Excerpted passage:
********

Heretic vs Abliterated: Compare Uncensored LLM Methods


If you have shopped for an uncensored open-weight model in Private LLM, you have seen two labels appear repeatedly: abliterated and heretic. They both remove refusal behavior, but they are not the same method, and they do not tell you the same thing about quality.

Heretic vs abliterated compares two weight-level ways to remove refusal behavior from open-weight models available in Private LLM. Abliteration projects out a refusal direction; Heretic automates and tunes that intervention. When a Heretic checkpoint publishes lower KL divergence at a similar refusal rate, it can preserve more of the base model's behavior.

Abliteration, introduced by Arditi et al. in 2024 and popularized by Maxime Labonne, projects a single "refusal direction" out of model weights. Heretic, released by Philipp Emanuel Weidmann in late 2025, generalizes that technique with per-layer tuning and a TPE optimizer that co-minimizes refusals and KL divergence. This post covers what each method actually does, which Heretic and Abliterated checkpoints Private LLM ships, and which one to run on iPhone, iPad, and Mac.

Key Takeaways

  • An abliterated LLM strips a single refusal direction from the model weights using the technique Andy Arditi and colleagues described in 2024.
  • A heretic LLM applies the 2025 Heretic tool, which automates abliteration with Optuna-based optimization and can lower KL divergence at the same refusal rate.
  • Private LLM currently ships Qwen3 4B Heretic and Qwen3 4B Heretic NoSlop, plus a broader Abliterated model set from 1B to 70B.
  • Qwen3 4B Heretic publishes KL divergence 0.43; many Abliterated model cards do not publish a directly comparable KL/refusal pair.
  • Pick Heretic when you want the Qwen3 4B checkpoint with disclosed KL; pick Abliterated when you want broader model-family coverage.

Table of Contents

What Is an Abliterated LLM, and Where Did Abliteration Come From?

********

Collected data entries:
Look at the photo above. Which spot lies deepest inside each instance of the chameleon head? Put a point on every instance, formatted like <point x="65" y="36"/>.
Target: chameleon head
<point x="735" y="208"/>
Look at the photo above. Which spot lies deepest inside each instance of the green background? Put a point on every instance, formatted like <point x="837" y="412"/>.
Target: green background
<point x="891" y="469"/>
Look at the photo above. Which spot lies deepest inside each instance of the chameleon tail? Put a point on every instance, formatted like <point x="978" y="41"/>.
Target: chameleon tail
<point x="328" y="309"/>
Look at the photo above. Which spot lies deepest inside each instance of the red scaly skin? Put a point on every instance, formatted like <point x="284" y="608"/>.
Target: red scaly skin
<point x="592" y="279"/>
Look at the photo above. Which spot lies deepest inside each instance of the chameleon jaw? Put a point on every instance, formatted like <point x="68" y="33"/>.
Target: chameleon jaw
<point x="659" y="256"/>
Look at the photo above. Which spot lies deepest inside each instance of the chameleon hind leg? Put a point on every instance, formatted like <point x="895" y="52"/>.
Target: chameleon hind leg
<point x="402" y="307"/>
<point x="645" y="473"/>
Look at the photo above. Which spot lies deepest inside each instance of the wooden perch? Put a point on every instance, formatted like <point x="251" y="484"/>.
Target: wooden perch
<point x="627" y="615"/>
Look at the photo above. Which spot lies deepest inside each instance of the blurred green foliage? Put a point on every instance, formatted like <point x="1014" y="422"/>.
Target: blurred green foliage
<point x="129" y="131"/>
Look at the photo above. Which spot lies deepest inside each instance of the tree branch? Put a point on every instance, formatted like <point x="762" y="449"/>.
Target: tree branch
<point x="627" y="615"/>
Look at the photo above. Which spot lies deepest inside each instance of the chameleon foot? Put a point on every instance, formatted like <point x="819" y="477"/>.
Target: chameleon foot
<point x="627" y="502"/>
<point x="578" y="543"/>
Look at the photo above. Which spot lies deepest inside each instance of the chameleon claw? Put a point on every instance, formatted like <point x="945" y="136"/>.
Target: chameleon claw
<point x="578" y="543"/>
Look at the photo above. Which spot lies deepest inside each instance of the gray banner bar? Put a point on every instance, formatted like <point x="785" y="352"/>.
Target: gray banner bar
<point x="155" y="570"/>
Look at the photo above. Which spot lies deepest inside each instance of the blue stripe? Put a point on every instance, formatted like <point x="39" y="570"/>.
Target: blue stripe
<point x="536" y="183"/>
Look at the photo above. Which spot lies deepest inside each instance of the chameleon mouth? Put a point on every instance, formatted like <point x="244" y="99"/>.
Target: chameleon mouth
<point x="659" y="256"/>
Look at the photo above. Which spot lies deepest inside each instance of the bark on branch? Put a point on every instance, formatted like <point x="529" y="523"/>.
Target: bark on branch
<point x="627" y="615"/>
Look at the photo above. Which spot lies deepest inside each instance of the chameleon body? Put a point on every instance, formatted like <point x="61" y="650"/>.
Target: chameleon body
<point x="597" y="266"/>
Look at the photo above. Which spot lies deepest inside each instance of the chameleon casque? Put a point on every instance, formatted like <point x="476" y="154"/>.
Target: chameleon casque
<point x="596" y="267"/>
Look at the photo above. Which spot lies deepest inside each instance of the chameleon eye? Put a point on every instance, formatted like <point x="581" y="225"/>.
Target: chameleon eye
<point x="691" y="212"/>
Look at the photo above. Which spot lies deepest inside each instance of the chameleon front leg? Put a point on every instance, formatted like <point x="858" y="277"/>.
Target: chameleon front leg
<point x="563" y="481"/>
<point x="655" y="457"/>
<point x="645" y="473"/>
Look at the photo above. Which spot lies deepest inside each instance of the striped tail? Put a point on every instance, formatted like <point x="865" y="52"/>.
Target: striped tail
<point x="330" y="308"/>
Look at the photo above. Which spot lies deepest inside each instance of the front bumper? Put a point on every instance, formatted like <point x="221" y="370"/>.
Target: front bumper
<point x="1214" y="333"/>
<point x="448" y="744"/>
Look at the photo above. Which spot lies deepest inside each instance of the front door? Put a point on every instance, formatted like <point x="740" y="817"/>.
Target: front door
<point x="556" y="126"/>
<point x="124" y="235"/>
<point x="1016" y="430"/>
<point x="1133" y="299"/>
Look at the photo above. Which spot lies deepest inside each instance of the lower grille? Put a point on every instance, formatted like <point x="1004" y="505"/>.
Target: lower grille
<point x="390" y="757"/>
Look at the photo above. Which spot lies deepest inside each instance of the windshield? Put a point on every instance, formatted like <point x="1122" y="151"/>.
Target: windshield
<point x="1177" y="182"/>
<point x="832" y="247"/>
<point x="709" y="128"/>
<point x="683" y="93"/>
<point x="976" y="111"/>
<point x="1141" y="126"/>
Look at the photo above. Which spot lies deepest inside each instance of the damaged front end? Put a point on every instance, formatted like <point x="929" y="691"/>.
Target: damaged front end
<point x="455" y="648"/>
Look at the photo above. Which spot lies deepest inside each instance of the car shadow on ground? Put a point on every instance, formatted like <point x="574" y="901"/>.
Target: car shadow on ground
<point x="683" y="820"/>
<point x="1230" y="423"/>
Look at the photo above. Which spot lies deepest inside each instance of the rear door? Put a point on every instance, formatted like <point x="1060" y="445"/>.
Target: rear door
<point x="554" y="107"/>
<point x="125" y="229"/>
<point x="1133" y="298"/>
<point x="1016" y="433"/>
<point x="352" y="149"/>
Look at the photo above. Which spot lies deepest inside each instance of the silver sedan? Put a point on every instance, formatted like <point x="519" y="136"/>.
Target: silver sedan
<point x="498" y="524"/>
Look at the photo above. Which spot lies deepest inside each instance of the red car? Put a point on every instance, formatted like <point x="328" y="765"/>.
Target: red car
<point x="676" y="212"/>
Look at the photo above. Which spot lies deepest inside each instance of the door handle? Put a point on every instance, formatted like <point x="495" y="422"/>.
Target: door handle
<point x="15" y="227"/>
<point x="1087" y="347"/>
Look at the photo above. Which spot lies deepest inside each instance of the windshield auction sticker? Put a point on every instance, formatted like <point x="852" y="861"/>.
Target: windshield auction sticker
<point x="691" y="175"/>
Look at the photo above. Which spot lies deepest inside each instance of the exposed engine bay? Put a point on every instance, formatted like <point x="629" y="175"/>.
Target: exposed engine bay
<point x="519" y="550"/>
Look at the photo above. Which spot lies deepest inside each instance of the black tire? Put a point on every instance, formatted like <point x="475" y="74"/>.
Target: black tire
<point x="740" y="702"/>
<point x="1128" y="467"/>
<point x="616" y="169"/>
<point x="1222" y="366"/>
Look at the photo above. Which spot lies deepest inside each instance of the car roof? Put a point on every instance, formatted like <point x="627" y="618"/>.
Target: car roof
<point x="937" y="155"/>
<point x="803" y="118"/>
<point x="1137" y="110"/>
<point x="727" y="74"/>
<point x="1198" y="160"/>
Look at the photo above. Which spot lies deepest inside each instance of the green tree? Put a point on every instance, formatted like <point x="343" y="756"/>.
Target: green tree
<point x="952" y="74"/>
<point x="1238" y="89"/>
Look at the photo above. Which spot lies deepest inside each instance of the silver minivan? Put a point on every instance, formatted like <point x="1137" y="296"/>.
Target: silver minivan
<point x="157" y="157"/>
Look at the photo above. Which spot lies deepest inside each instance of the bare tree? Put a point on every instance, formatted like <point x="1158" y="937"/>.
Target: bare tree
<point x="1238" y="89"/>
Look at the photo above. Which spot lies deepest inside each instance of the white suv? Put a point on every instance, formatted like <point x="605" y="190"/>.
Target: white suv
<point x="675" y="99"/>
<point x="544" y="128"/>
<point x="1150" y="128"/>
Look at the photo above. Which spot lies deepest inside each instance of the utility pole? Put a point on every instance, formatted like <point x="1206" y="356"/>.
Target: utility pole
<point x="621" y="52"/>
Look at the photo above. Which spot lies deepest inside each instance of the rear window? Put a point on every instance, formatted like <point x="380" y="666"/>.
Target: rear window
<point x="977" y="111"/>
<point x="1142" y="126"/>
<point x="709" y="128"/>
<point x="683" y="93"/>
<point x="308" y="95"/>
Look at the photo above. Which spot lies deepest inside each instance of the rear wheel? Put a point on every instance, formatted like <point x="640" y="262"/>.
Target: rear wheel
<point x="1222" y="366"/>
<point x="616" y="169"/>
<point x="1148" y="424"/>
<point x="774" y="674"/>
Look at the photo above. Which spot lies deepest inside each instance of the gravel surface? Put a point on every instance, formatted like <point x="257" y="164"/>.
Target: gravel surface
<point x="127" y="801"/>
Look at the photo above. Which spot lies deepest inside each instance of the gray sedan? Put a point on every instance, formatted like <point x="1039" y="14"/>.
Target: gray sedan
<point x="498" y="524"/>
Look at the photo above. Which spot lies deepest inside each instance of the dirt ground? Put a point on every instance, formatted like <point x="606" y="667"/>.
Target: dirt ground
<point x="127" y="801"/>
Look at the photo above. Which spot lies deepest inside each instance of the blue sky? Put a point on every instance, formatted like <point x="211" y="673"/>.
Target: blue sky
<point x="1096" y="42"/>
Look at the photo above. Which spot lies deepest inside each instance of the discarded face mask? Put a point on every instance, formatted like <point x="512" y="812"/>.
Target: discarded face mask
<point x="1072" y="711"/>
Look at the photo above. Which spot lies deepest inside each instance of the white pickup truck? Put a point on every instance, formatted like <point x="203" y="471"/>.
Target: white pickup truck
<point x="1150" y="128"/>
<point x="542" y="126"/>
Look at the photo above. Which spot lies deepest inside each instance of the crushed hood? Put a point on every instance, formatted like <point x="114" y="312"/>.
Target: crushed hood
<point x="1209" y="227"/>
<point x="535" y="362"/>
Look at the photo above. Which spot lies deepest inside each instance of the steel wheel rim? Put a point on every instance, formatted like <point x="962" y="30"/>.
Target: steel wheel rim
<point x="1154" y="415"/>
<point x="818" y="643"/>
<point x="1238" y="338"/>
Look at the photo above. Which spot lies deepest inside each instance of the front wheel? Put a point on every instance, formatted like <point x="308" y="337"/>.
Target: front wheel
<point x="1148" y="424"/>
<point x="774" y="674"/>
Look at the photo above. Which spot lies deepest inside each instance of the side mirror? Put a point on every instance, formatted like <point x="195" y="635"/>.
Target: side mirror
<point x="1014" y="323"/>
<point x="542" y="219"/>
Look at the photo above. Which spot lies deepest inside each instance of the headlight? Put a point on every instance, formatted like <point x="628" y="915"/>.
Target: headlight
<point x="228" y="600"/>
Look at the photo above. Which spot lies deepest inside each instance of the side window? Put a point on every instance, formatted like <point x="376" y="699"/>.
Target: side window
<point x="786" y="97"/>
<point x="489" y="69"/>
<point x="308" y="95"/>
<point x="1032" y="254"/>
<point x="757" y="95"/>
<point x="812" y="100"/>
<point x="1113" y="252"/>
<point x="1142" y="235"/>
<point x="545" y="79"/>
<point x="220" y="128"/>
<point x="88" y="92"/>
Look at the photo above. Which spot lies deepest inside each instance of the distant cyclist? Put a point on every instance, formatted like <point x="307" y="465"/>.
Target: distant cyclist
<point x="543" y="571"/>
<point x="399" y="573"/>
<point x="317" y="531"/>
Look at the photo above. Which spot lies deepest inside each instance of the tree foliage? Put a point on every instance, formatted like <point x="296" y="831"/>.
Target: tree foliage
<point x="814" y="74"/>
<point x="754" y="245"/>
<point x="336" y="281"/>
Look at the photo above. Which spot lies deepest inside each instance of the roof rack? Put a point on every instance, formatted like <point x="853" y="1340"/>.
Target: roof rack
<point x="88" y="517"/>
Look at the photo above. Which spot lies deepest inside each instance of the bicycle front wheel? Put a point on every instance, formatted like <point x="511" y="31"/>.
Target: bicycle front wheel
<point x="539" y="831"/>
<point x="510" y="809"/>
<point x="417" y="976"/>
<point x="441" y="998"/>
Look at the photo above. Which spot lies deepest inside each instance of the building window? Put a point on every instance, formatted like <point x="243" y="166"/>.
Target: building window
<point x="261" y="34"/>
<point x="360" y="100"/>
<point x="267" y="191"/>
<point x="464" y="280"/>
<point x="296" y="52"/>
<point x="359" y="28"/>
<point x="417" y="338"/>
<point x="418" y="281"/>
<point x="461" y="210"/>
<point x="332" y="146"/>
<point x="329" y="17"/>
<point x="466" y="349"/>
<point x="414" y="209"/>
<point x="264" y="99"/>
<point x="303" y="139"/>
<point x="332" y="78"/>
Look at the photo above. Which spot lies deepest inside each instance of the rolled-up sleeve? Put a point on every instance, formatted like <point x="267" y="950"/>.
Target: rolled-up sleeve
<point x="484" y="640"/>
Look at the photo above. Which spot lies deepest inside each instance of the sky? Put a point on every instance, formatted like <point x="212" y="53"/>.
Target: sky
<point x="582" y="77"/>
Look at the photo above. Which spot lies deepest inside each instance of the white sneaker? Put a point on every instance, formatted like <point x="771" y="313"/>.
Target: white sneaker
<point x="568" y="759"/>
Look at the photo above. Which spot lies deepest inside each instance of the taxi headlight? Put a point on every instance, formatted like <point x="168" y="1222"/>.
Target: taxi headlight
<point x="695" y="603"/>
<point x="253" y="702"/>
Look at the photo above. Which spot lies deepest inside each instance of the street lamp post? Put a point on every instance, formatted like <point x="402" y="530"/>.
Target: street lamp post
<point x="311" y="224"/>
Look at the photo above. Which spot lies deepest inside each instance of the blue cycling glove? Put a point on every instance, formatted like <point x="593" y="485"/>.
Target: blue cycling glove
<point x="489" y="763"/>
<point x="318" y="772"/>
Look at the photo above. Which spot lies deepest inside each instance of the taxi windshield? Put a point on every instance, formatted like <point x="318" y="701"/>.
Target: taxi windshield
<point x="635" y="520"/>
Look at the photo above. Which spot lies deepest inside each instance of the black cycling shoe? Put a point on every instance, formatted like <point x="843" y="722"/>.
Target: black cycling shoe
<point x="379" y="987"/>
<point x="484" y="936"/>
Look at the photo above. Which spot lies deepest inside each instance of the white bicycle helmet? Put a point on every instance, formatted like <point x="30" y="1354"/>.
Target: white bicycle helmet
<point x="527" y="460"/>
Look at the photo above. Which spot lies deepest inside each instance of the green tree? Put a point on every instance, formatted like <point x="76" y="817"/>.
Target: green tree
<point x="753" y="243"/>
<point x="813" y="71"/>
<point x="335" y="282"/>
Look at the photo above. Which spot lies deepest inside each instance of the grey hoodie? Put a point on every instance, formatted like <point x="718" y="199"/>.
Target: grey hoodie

********

Copy the part of the article comparing Heretic and abliterated models that runs from "If you have" down to "base model's behavior.", word for word. The data above is separate material with no connection to the article comparing Heretic and abliterated models.

If you have shopped for an uncensored open-weight model in Private LLM, you have seen two labels appear repeatedly: abliterated and heretic. They both remove refusal behavior, but they are not the same method, and they do not tell you the same thing about quality.

Heretic vs abliterated compares two weight-level ways to remove refusal behavior from open-weight models available in Private LLM. Abliteration projects out a refusal direction; Heretic automates and tunes that intervention. When a Heretic checkpoint publishes lower KL divergence at a similar refusal rate, it can preserve more of the base model's behavior.